--- start of Provided information ---

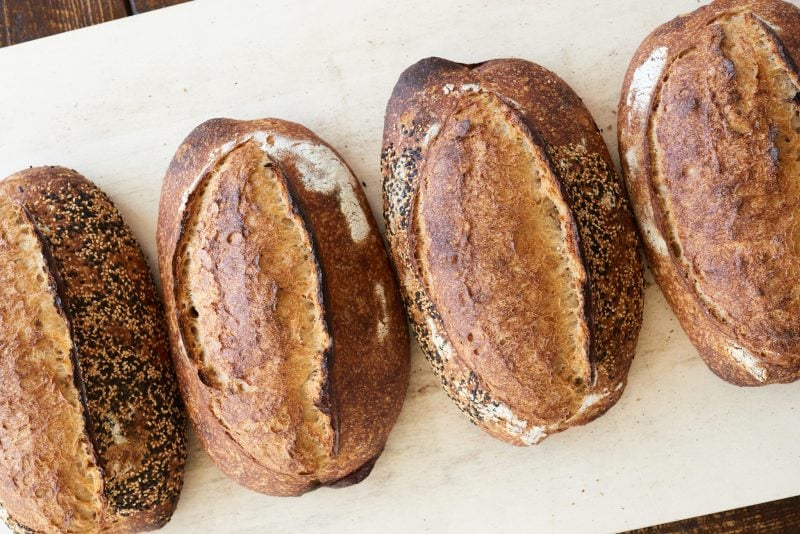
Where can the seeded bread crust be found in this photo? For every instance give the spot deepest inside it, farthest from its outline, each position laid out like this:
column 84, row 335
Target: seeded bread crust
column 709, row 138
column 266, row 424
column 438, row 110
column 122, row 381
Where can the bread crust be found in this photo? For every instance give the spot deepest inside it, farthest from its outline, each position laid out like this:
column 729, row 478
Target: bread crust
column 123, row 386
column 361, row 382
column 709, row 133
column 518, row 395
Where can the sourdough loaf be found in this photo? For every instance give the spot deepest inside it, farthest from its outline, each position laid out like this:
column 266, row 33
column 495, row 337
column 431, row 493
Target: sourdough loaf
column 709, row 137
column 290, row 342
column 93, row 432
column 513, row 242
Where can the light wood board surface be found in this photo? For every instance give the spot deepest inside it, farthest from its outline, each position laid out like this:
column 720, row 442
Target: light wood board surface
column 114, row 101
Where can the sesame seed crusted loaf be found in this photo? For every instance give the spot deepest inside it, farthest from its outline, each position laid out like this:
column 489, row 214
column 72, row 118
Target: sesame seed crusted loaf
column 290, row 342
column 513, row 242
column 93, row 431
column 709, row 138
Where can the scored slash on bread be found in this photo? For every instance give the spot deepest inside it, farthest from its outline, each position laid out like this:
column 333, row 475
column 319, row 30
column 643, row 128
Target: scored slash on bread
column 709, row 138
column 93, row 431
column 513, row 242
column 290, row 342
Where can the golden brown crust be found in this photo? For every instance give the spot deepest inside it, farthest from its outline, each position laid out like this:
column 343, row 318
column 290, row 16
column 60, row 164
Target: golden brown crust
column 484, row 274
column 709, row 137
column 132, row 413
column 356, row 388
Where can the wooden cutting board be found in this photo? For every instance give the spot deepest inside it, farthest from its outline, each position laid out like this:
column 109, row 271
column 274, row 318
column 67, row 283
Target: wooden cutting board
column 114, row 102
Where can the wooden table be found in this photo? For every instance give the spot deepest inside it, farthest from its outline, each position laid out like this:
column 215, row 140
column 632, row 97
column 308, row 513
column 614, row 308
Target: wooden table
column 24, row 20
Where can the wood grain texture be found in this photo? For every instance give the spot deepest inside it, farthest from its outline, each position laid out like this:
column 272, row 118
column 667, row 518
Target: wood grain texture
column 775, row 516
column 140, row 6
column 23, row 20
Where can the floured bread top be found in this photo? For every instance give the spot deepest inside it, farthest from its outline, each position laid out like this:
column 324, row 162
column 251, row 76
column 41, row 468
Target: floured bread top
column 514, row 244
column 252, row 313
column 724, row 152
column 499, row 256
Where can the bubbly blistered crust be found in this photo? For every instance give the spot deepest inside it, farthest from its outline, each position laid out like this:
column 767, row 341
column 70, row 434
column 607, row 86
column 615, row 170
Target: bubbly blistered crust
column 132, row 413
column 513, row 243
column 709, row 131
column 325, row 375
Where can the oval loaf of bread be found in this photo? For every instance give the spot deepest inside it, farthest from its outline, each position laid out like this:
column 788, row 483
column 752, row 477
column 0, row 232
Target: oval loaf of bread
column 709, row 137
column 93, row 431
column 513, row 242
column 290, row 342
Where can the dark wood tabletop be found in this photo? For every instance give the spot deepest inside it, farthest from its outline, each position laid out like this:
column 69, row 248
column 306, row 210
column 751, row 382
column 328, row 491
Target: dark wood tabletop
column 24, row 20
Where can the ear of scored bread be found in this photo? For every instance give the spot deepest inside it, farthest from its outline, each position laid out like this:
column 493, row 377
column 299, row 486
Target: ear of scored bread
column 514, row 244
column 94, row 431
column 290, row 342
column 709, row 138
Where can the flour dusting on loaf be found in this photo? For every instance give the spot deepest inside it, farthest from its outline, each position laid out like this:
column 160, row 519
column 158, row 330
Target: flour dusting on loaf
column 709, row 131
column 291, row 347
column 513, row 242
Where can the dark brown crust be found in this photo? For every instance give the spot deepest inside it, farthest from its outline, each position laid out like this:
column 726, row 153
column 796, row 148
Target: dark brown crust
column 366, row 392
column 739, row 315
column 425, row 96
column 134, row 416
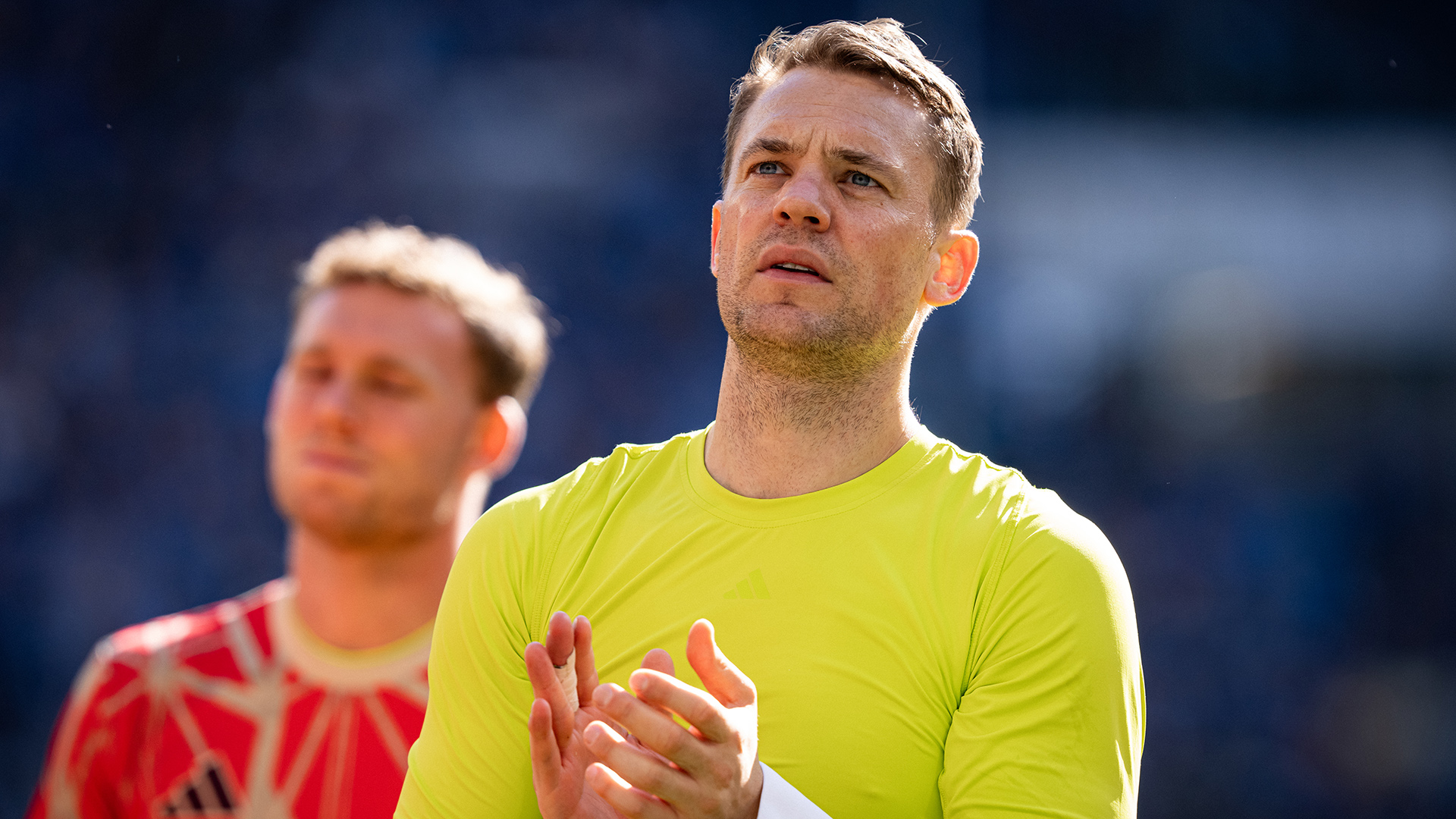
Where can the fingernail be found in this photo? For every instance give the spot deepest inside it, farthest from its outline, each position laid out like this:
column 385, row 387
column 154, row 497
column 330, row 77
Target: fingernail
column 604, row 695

--- end of Provided information ---
--- start of Provided information ---

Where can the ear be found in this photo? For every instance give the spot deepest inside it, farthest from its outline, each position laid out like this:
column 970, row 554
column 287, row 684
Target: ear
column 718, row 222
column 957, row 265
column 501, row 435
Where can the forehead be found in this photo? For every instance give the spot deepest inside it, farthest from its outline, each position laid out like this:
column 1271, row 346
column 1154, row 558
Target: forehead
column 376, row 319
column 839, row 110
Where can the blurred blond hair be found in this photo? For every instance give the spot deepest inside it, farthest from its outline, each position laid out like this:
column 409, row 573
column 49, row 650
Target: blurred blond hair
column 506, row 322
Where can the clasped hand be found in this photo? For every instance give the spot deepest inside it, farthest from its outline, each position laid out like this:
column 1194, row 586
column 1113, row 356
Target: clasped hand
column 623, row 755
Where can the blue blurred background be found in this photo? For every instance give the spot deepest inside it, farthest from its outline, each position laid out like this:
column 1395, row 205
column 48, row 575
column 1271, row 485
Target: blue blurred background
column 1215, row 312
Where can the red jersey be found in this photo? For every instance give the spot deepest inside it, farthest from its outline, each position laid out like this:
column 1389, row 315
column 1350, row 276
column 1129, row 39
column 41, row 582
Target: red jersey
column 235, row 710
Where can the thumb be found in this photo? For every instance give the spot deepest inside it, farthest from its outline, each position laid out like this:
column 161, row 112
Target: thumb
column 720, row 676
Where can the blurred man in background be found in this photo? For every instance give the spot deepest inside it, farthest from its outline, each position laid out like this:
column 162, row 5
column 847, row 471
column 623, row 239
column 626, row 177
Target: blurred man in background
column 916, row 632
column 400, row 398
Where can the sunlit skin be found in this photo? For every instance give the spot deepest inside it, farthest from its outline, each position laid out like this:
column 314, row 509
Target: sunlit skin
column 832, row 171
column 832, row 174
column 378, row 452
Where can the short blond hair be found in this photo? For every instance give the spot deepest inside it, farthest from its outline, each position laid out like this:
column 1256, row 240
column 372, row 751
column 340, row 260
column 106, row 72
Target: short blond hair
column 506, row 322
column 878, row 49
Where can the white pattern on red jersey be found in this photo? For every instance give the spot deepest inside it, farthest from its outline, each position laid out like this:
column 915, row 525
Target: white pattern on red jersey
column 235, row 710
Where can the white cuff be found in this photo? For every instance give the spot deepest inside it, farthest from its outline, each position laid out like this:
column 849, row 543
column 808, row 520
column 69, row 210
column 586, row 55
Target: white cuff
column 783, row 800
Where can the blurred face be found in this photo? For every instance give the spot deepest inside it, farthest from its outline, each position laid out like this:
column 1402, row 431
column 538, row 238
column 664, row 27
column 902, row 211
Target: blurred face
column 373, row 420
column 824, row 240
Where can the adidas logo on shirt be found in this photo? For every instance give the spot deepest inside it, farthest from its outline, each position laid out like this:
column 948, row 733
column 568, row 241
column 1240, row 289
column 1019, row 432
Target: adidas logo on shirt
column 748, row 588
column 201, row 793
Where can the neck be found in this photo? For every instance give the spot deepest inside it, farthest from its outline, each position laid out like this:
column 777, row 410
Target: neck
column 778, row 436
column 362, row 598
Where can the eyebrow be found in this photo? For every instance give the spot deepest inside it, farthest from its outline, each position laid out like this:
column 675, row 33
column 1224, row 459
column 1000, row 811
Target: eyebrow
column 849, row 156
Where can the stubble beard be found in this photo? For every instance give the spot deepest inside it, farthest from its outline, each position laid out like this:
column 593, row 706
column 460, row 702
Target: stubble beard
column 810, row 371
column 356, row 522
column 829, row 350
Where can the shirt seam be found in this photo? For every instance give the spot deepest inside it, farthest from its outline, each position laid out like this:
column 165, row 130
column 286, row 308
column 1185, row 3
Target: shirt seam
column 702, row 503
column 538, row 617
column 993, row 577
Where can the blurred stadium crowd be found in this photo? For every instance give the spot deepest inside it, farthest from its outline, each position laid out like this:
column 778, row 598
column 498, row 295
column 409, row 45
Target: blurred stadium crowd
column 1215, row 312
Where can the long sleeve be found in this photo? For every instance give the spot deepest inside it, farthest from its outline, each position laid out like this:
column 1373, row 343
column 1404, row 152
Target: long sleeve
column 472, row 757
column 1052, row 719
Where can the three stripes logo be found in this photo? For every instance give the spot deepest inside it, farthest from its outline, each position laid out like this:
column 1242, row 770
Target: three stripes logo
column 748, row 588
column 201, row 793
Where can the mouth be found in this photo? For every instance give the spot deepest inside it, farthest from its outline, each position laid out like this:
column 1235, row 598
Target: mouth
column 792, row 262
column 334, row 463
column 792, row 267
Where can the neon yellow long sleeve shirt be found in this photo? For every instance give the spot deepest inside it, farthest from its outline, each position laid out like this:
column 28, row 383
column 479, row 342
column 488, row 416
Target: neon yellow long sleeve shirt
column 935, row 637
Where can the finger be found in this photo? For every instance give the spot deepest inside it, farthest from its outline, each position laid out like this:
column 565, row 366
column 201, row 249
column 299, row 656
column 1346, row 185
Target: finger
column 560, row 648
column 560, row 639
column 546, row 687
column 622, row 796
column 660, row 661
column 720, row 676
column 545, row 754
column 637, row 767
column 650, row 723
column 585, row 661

--- end of Provided information ---
--- start of Provided information ---

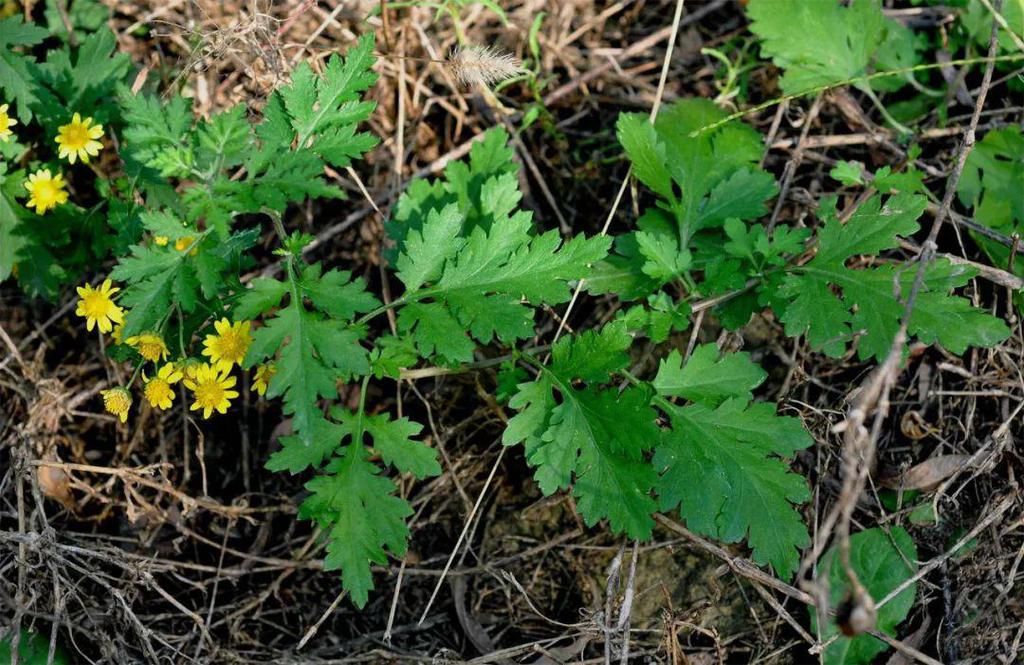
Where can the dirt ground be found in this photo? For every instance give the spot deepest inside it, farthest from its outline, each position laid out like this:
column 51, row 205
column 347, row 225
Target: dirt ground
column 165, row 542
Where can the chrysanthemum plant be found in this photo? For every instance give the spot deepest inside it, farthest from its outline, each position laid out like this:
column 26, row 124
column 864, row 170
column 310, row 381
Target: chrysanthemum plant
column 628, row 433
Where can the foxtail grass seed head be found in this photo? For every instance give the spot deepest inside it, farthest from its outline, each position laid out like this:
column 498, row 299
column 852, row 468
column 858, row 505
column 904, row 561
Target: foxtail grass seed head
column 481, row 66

--- end of Provided information ---

■ **What to do**: Render the rows from the line with "Where can the dirt" up to and including the line with "column 481, row 66" as a Markdown table. Use the columns No. and Line, number each line, and omit blank lines.

■ **The result**:
| No. | Line |
|---|---|
| 1 | Where can the dirt ground be found in this photo? For every instance give the spot deepest inside it, farthest from its outline, each position laid out like this: |
| 2 | column 51, row 205 |
| 3 | column 347, row 225 |
| 4 | Target: dirt ground |
| 5 | column 165, row 542 |
| 6 | Where can the chrysanthemum plant be found in this photo? For every instance give the spot deepest inside it, farthest from its outline, each position laid out like this: |
| 7 | column 26, row 124 |
| 8 | column 864, row 170 |
| 9 | column 310, row 381 |
| 10 | Target: chrysanthemum plant |
| 11 | column 628, row 433 |
| 12 | Where can the foxtail grass seed head be found in this photo? For every instance give the spot deepest inside it, farthest from its outline, each position laid out like this: |
| 13 | column 498, row 299 |
| 14 | column 852, row 468 |
| 15 | column 858, row 505 |
| 16 | column 904, row 561 |
| 17 | Target: foxtail grass seed head |
| 18 | column 481, row 66 |